**INFORMATION SHOWN:**
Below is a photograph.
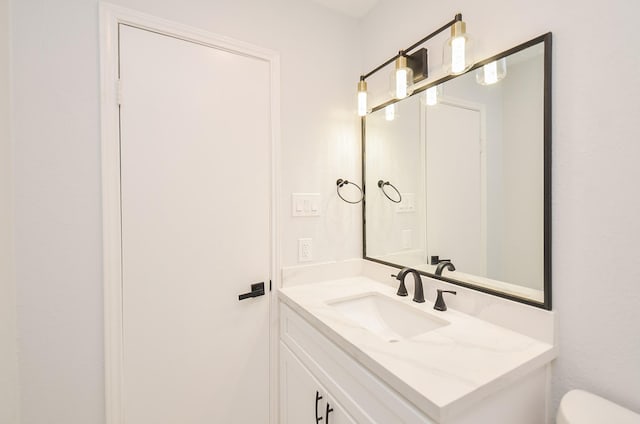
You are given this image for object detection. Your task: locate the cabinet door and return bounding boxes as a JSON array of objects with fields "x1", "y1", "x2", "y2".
[
  {"x1": 281, "y1": 343, "x2": 356, "y2": 424},
  {"x1": 325, "y1": 393, "x2": 357, "y2": 424}
]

**ACTIVITY:** Retype all the data exactly. Omit pictures.

**OUTPUT FOR THIS EXERCISE:**
Below is a photograph.
You are given this image for object detection. Your task: locate the cabinet door and return bounding boxes as a JSON array of objects with fields "x1", "y1", "x2", "y2".
[
  {"x1": 281, "y1": 343, "x2": 356, "y2": 424},
  {"x1": 325, "y1": 393, "x2": 357, "y2": 424}
]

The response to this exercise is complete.